### Problem A
From the time-series tests excerpt, return the passage from "The BDS test" to "nonlinear stochastic dependence)".
### Problem B
According to the time-series tests excerpt, who introduced the BDS test, and in what year?
### Problem C
Extend the time-series tests excerpt, starting after its last line.

### Selected extract
★ ★ ★

The BDS test (Brock, Dechert, Scheinkman, 1987) tests the null hypothesis that a time series consists of independent and identically distributed (i.i.d.) observations.

**Interpretation:**
- High BDS statistic and low p-value ($p < 0.05$) → Reject null hypothesis of i.i.d.
- Rejection indicates the presence of nonlinear structure (deterministic chaos or nonlinear stochastic dependence)

In [None]:
def perform_bds_test(series, name):
    """Perform BDS test and interpret results."""
    bds_stat, p_val = stat.bds(series)
    
    print(f"\n{'='*50}")
    print(f"BDS Test: {name}")
    print(f"{'='*50}")
    print(f"BDS Statistic: {bds_stat:.4f}")
    print(f"P-value: {p_val:.4e}")
    
    if p_val < 0.05:
        print(f"\nConclusion: REJECT null hypothesis of i.i.d. (p < 0.05)")
        print(f"The series exhibits nonlinear dependence structure.")
    else:
        print(f"\nConclusion: FAIL TO REJECT null hypothesis (p >= 0.05)")
        print(f"No significant evidence of nonlinear structure.")
    
    return bds_stat, p_val

bds_online = perform_bds_test(df['Online_Shopping'], 'Online Shopping')
bds_mall = perform_bds_test(df['Shopping_Mall'], 'Shopping Mall')

### 4.2 Augmented Dickey-Fuller (ADF) Test for Stationarity

The ADF test examines whether a time series has a unit root (non-stationary). 

**Interpretation:**
- If ADF statistic < critical value → Reject null hypothesis → Series is **stationary**
- If ADF statistic > critical value → Fail to reject → Series is **non-stationary**

In [None]:
def perform_adf_test(series, name):
    """Perform Augmented Dickey-Fuller test and interpret results."""
    result = stat.adfuller(series)
    
    print(f"\n{'='*50}")
    print(f"ADF Test: {name}")
    print(f"{'='*50}")
    print(f"ADF Statistic: {result[0]:.4f}")
    print(f"P-value: {result[1]:.4f}")
    print(f"Lags Used: {result[2]}")
    print(f"Number of Observations: {result[3]}")
    print(f"\nCritical Values:")
    for key, value in result[4].items():
        comparison = "<" if result[0] < value else ">"
        print(f"  {key}: {value:.4f} (ADF {comparison} CV)")
    
    if result[1] < 0.05:
        print(f"\nConclusion: REJECT null hypothesis (p < 0.05)")
        print(f"The series is STATIONARY.")
    else:
        print(f"\nConclusion: FAIL TO REJECT null hypothesis (p >= 0.05)")
        print(f"The series is NON-STATIONARY (has unit root).")

★ ★ ★

### Input data
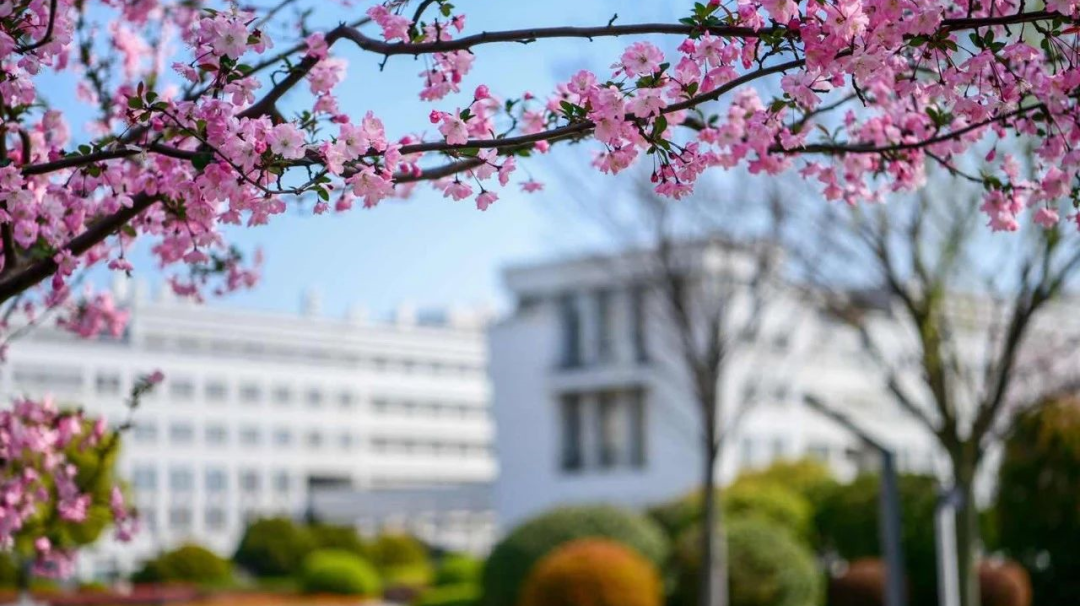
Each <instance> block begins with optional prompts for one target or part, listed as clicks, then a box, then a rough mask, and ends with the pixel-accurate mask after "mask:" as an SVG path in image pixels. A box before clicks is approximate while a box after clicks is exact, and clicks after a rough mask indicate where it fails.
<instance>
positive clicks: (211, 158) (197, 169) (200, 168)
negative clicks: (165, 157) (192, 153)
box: [191, 151, 214, 171]
mask: <svg viewBox="0 0 1080 606" xmlns="http://www.w3.org/2000/svg"><path fill="white" fill-rule="evenodd" d="M213 161H214V153H213V152H210V151H200V152H199V153H195V154H194V157H193V158H191V165H192V166H194V167H195V170H197V171H202V170H203V169H205V167H206V166H207V165H208V164H210V163H211V162H213Z"/></svg>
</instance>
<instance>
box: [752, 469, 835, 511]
mask: <svg viewBox="0 0 1080 606" xmlns="http://www.w3.org/2000/svg"><path fill="white" fill-rule="evenodd" d="M741 482H751V483H761V482H764V483H768V484H775V485H779V486H783V487H785V488H787V489H788V490H792V491H793V493H795V494H797V495H799V496H801V497H802V498H805V499H807V500H808V501H810V502H811V503H815V502H816V501H818V498H819V495H821V494H822V493H823V491H824V490H827V489H828V488H831V487H833V486H835V485H836V480H834V479H833V474H832V472H829V470H828V467H827V466H826V464H824V463H822V462H820V461H816V460H813V459H797V460H781V461H777V462H774V463H772V464H770V466H769V467H767V468H765V469H759V470H753V471H746V472H743V473H740V474H739V477H737V479H735V481H734V482H733V484H739V483H741Z"/></svg>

★ ★ ★

### Written response A
The BDS test (Brock, Dechert, Scheinkman, 1987) tests the null hypothesis that a time series consists of independent and identically distributed (i.i.d.) observations.

**Interpretation:**
- High BDS statistic and low p-value ($p < 0.05$) → Reject null hypothesis of i.i.d.
- Rejection indicates the presence of nonlinear structure (deterministic chaos or nonlinear stochastic dependence)

### Written response B
Brock, Dechert, and Scheinkman introduced it in 1987.

### Written response C
    
    return result

adf_online = perform_adf_test(df['Online_Shopping'], 'Online Shopping')
adf_mall = perform_adf_test(df['Shopping_Mall'], 'Shopping Mall')

## 5. Maximal Lyapunov Exponent (MLE)

The Lyapunov exponent quantifies the rate at which nearby trajectories in phase space diverge or converge. It is the defining characteristic of chaotic systems.

**Mathematical Definition:**

For a discrete map $x_{n+1} = f(x_n)$:

$$\lambda = \lim_{n \to \infty} \frac{1}{n} \sum_{i=0}^{n-1} \ln |f'(x_i)|$$

**Interpretation:**
- $\lambda > 0$: **Chaotic** - nearby trajectories diverge exponentially
- $\lambda = 0$: Marginal stability (bifurcation point)
- $\lambda < 0$: **Stable** - trajectories converge

The **Lyapunov time** $\tau_\lambda = 1/\lambda$ indicates the timescale over which predictability is lost.

### 5.1 Rosenstein Algorithm

The Rosenstein algorithm (1993) is a robust method for estimating the largest Lyapunov exponent from time series data. It tracks the average divergence of nearest neighbors in reconstructed phase space.

In [None]:
def compute_lyapunov_rosenstein(series, name):
    """Compute MLE using Rosenstein algorithm with visualization."""
    fig, ax = plt.subplots(figsize=(10, 5))
    
    mle = nolds.lyap_r(series, debug_plot=True, plot_file=ax)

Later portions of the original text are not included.